→ **TASK REQUIREMENTS**: Could you repeat the blog post below word for word, starting at "My hubby and" and ending at "follow-ups like that."?

→ **EXTRACT TO READ**:

Hi Kinky Folks,
Funny thing about saying I’d be back to fill you in on my life. It took me a long while to get back. A year, in fact.
My hubby and Dominant, Mr D, died suddenly. A year ago, we seemed like we were getting through the pandemic fairly well. He was working from home, I was working in the office with much less staff. Life was slower and we were working on our health. He lost 73 lbs and I was really proud of his progress. He had taken a 20 mile bike ride with friends over the weekend. While I was at work I got a call from a police officer who found him fallen on a bike path in town. I had kissed him goodbye that morning and went to work. I had no idea he even planned a ride. It was such a short ride at that. He could only have been riding maybe ten minutes at that point. It must have been a heart attack. I’ll never know for sure as they chose not to do an autopsy. I guess not taking care of yourself for years gives them a pass on follow-ups like that.
So, writing a kinky blog when there is absolutely no kink going on in your life seemed ridiculous. Grief sucks. Didn’t really want to write about that either.

→ **STORED DATA**:

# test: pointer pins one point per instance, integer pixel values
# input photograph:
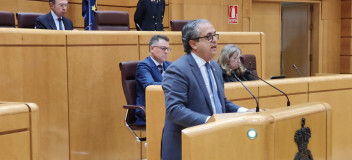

→ **WRITTEN SOLUTION**:
My hubby and Dominant, Mr D, died suddenly. A year ago, we seemed like we were getting through the pandemic fairly well. He was working from home, I was working in the office with much less staff. Life was slower and we were working on our health. He lost 73 lbs and I was really proud of his progress. He had taken a 20 mile bike ride with friends over the weekend. While I was at work I got a call from a police officer who found him fallen on a bike path in town. I had kissed him goodbye that morning and went to work. I had no idea he even planned a ride. It was such a short ride at that. He could only have been riding maybe ten minutes at that point. It must have been a heart attack. I’ll never know for sure as they chose not to do an autopsy. I guess not taking care of yourself for years gives them a pass on follow-ups like that.